▶ _Your instructions_
Who are the parties in the Ellis case described in the passage on sheriff's sales and tenants, and what role does each play?

▶ _Given passage_
------------------------------------------------

Secured lenders repossessing real estate collateral at a sheriff’s sale normally keep tenants in place to maintain income.  There are instances, however, when a plaintiff lender, or a third-party sheriff’s sale purchaser, may desire to evict a tenant.  Ellis v. M&I Bank, 960 N.E.2d 187 (Ind. Ct. App. 2011) sheds light on a new owner’s rights, following a sheriff’s sale, vis-à-vis tenants. 

Unusual circumstance.  In Ellis, a developer leased the subject real estate to tenants (husband and wife), but then defaulted on its line of credit.  As a result, the developer’s lender foreclosed and ultimately acquired the real estate at a sheriff’s sale.  The court’s decree of foreclosure was against the developer and the husband only, not the wife/co-tenant.  When the lender pursued a writ of assistance to evict the tenants, the wife asserted that her interest in the real estate had not been extinguished in the mortgage foreclosure case.  She was right.   

To terminate, name tenants.  The Court in Ellis noted that, in Indiana, the purchaser at a sheriff’s sale “steps into the shoes of the original holder of the real estate and takes such owner’s interest subject to all existing liens and claims against it.”  Because the lender did not make the wife a party to the foreclosure case, the sheriff’s sale could not be enforced against her.  This is because, in Indiana, “where a mortgagee knows or should know that a person has an interest in property upon which the mortgagee seeks to foreclose, but does not join that person as a party to the foreclosure action, and the interested person is unaware of the foreclosure action, the foreclosure does not abolish the person’s interest.”  See my 10/07/11 and 07/09/10 posts for more on this area of the law.  Because the wife was not named or served in the foreclosure action, the trial court found that her interest was not extinguished by the foreclosure judgment and that the lender’s interest in the real estate remained subject to her leasehold interest.

------------------------------------------------

▶ _Record extracts_

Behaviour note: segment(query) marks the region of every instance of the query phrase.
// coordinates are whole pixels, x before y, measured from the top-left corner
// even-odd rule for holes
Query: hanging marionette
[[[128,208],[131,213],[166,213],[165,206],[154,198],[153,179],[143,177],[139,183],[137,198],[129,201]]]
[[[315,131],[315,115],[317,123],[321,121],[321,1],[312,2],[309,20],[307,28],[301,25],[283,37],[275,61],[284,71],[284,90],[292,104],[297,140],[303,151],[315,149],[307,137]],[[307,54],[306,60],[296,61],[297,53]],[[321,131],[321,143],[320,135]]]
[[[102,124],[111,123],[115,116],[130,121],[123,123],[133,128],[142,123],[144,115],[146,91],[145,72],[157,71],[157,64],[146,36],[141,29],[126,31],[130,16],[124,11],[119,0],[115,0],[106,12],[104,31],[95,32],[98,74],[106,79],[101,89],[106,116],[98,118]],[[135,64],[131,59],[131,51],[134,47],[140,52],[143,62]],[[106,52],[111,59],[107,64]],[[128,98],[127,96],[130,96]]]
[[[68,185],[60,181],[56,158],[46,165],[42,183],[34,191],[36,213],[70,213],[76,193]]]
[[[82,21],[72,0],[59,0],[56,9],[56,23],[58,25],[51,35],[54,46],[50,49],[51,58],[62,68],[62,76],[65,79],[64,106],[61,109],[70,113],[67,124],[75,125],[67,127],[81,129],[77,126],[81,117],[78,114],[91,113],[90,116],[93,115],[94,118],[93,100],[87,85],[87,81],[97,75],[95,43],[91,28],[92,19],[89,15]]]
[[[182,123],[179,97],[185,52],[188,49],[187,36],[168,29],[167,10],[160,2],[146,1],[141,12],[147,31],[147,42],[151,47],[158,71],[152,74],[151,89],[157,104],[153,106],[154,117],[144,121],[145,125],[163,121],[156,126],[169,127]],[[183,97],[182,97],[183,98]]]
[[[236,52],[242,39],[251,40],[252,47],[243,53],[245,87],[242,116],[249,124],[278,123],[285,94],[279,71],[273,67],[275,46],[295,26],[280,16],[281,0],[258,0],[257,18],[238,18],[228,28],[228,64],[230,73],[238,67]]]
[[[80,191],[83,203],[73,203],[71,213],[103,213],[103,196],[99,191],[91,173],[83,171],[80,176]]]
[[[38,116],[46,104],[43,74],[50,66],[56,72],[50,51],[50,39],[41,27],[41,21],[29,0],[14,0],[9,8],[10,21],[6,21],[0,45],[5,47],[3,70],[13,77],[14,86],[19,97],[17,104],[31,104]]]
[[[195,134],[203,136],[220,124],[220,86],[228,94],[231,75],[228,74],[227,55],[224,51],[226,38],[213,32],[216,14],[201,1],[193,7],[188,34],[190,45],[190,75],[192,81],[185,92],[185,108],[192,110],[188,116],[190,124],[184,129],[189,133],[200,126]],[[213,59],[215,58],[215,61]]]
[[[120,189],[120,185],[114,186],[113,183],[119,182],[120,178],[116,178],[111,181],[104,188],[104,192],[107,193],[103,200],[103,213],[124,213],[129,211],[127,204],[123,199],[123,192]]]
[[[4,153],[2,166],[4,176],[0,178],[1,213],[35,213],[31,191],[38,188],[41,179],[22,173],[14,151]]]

------------------------------------------------

▶ _Answer to this problem_
- The developer, which leased the real estate to the tenants and defaulted on its line of credit
- The husband, a tenant named in the decree of foreclosure
- The wife, a co-tenant who was not named or served in the foreclosure action
- The lender, which foreclosed, acquired the real estate at the sheriff's sale and sought a writ of assistance to evict the tenants